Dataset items
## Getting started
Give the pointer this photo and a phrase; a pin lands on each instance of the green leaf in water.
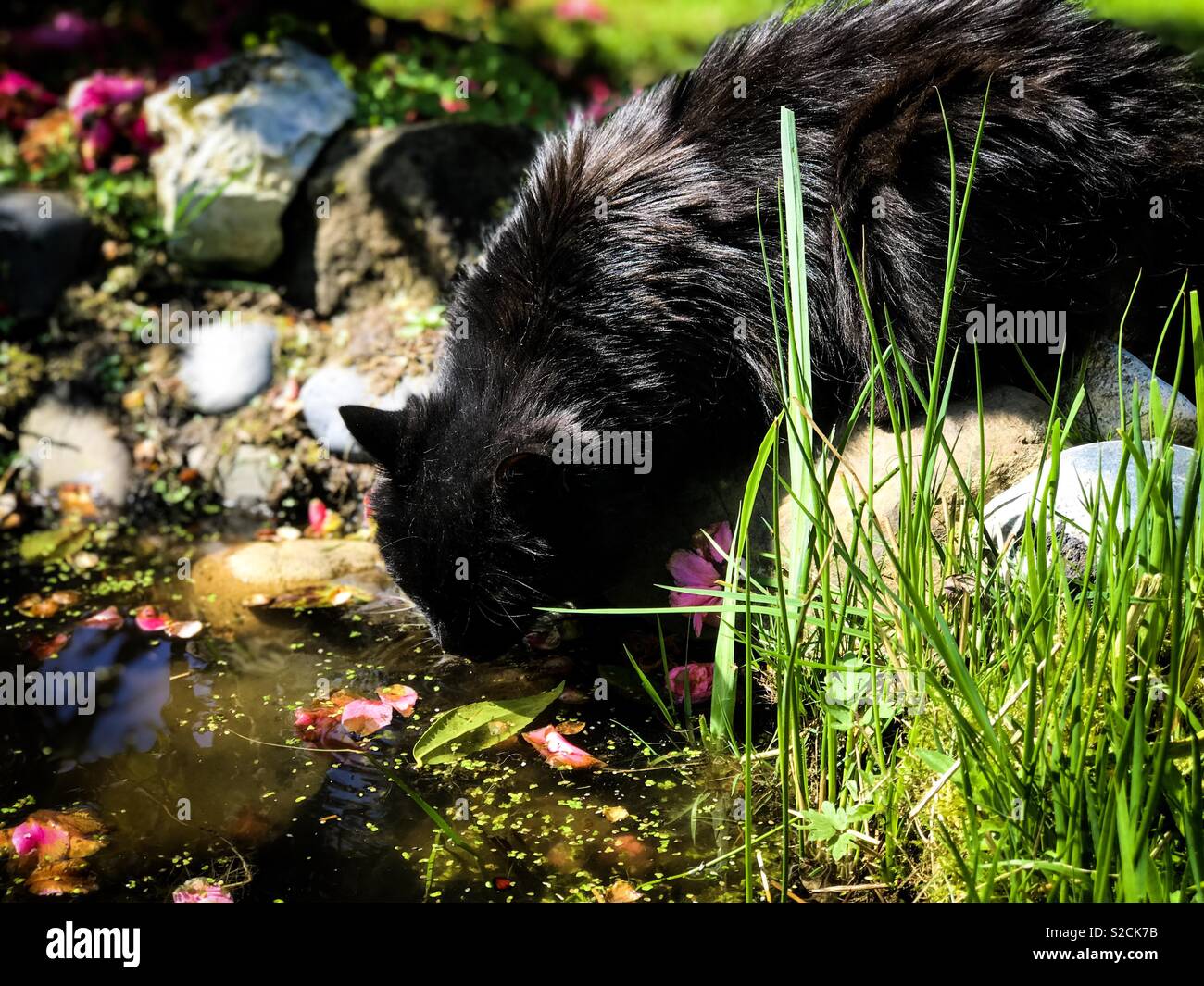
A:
(51, 545)
(478, 726)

WHAT IS EXPECTED — Without the pictures, return all the records precisely as they stand.

WRITTEN RESPONSE —
## Getting started
Give the pointer this photo and a phrase; a pin lands on each instance of the green leaf in water.
A:
(51, 545)
(478, 726)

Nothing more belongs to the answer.